**What the task requires:**
Render every item below as a numbered list, omitting any blank lines.

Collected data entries
□ □ □

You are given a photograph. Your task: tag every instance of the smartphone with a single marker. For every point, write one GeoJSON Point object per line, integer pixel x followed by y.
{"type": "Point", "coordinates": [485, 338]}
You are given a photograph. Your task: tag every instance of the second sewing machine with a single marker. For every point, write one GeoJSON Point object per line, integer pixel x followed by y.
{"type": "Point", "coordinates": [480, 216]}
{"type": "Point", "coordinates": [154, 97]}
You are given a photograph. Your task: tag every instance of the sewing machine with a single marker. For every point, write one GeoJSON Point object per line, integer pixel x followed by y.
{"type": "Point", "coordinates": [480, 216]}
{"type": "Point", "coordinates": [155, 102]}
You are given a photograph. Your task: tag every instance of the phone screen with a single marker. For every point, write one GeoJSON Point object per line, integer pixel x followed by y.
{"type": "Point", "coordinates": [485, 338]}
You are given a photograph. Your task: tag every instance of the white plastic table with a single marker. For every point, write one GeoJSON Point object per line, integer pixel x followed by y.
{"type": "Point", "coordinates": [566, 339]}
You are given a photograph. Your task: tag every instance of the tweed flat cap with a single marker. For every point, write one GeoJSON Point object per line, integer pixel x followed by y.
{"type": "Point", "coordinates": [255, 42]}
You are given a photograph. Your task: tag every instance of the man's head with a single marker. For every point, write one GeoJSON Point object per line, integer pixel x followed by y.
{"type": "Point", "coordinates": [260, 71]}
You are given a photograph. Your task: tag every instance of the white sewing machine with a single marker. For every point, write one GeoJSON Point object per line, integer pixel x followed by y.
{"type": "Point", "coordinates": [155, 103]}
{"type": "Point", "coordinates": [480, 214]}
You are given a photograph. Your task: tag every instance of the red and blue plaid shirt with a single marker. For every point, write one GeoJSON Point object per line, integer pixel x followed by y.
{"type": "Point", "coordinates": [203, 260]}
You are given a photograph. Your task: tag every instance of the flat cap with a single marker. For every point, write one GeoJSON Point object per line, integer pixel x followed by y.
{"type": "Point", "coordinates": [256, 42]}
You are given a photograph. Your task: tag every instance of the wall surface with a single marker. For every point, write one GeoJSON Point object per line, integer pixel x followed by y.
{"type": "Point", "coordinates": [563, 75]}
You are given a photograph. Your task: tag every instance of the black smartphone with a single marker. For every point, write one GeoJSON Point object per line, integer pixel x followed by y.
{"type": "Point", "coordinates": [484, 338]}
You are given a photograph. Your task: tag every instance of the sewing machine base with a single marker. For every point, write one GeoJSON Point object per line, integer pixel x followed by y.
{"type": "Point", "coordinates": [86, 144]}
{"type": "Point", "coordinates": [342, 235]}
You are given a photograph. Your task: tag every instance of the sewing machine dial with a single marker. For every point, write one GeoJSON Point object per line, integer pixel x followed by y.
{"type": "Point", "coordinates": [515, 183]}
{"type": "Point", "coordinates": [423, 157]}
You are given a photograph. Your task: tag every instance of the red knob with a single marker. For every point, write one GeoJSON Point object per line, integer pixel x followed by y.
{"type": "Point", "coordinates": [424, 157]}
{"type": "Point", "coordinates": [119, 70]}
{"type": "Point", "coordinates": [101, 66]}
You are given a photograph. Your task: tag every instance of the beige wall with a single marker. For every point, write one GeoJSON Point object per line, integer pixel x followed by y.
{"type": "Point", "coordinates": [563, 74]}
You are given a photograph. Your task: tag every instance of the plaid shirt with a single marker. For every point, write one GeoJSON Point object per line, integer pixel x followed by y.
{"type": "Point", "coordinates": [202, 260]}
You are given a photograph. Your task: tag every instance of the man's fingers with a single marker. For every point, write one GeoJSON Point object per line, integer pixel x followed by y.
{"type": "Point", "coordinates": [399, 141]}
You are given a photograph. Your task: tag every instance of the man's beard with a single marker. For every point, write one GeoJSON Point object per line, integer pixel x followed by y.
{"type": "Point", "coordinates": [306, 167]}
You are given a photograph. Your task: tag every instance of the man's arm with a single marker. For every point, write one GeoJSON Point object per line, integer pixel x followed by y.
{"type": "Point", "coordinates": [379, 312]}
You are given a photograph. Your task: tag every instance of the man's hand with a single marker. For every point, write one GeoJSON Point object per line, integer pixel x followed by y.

□ □ □

**Exercise output:**
1. You are given a photograph. Your task: tag every instance of the smartphone with a single marker. For every point, write one GeoJSON Point object per line, integer pixel x followed by y.
2. {"type": "Point", "coordinates": [485, 338]}
3. You are given a photograph. Your task: tag every instance of the second sewing machine with a single marker. For every point, write one GeoJSON Point object per line, integer pixel x followed by y.
4. {"type": "Point", "coordinates": [480, 216]}
5. {"type": "Point", "coordinates": [154, 97]}
6. You are given a photograph. Your task: tag every instance of the sewing machine with a single marker. For every point, write one GeoJSON Point object per line, integer pixel x followed by y.
7. {"type": "Point", "coordinates": [480, 216]}
8. {"type": "Point", "coordinates": [155, 102]}
9. You are given a photograph. Your task: tag every instance of the phone screen with a single marker. For every point, write one GeoJSON Point object per line, integer pixel x followed by y.
10. {"type": "Point", "coordinates": [485, 338]}
11. You are given a photograph. Your task: tag every instance of the white plastic table with a single marker. For every point, write one GeoJSON Point object per line, integer pixel x followed by y.
12. {"type": "Point", "coordinates": [566, 339]}
13. You are given a photograph. Your task: tag every instance of the tweed flat cap with a single marker. For every point, write one GeoJSON Point object per line, integer pixel x followed by y.
14. {"type": "Point", "coordinates": [255, 42]}
15. You are given a photograph. Your task: tag every instance of the man's head with a single marker. For every point, write one GeoJSON Point object per line, integer pixel x followed by y.
16. {"type": "Point", "coordinates": [260, 71]}
17. You are given a photograph. Your task: tag every instance of the white sewing machine with a single marker. For every point, write one GeoJSON Point object per line, integer pixel x followed by y.
18. {"type": "Point", "coordinates": [155, 103]}
19. {"type": "Point", "coordinates": [480, 214]}
20. You are given a photograph. Your task: tag every instance of the red and blue plaid shirt with a single marker. For every point, write one GeoJSON Point object per line, integer pixel x followed by y.
21. {"type": "Point", "coordinates": [203, 260]}
22. You are given a photograph. Your task: tag every instance of the flat cap with a single marker. For every point, write one GeoJSON Point object per line, integer pixel x followed by y.
23. {"type": "Point", "coordinates": [256, 42]}
24. You are given a photograph. Your task: tag every instance of the wall surface with a single marker. For every point, write one GeoJSON Point object per line, integer pixel x followed by y.
25. {"type": "Point", "coordinates": [563, 75]}
26. You are given a photograph. Your task: tag every instance of the black smartphone with a single marker. For every point, write one GeoJSON Point object per line, integer pixel x followed by y.
27. {"type": "Point", "coordinates": [484, 338]}
28. You are given a photograph. Your task: tag every instance of the sewing machine base with a single marker. For every point, write one GeoJSON Point object per line, integer pixel x followed by y.
29. {"type": "Point", "coordinates": [86, 144]}
30. {"type": "Point", "coordinates": [342, 235]}
31. You are given a photograph. Your task: tag every instance of the sewing machine dial with a single marker. For every point, write one GeoJSON Point object per line, integer pixel x followed by y.
32. {"type": "Point", "coordinates": [515, 183]}
33. {"type": "Point", "coordinates": [423, 157]}
34. You are given a photograph. Your task: tag every instance of the red knob with a single marker. For every point, write one GeoJSON Point object per line, integer pixel x followed by y.
35. {"type": "Point", "coordinates": [424, 157]}
36. {"type": "Point", "coordinates": [119, 70]}
37. {"type": "Point", "coordinates": [101, 66]}
38. You are given a photograph. Your task: tag every instance of the beige wall with a single marker. For every point, write one GeoJSON Point object per line, integer pixel x followed by y.
39. {"type": "Point", "coordinates": [563, 74]}
40. You are given a photograph. Your task: tag every instance of the plaid shirt with a single marker. For every point, write one GeoJSON Point object per line, integer pixel x followed by y.
41. {"type": "Point", "coordinates": [202, 260]}
42. You are given a photograph. Your task: tag every instance of the man's fingers with a single marker. For every point, write one GeoJSON Point object per line, integer pixel x followed by y.
43. {"type": "Point", "coordinates": [399, 141]}
44. You are given a photograph. Your task: tag every instance of the man's beard with a single marker. For every point, write one GeoJSON Point object per line, integer pixel x followed by y.
45. {"type": "Point", "coordinates": [306, 167]}
46. You are given a photograph. Your task: tag every instance of the man's arm with a single marker. For every point, write one GeoJSON Point object per line, integer pixel x followed by y.
47. {"type": "Point", "coordinates": [379, 312]}
48. You are given a photograph. Your task: tag every instance of the man's hand with a single marker. For every point, write one GeoJSON Point object per line, integer pixel x followed by y.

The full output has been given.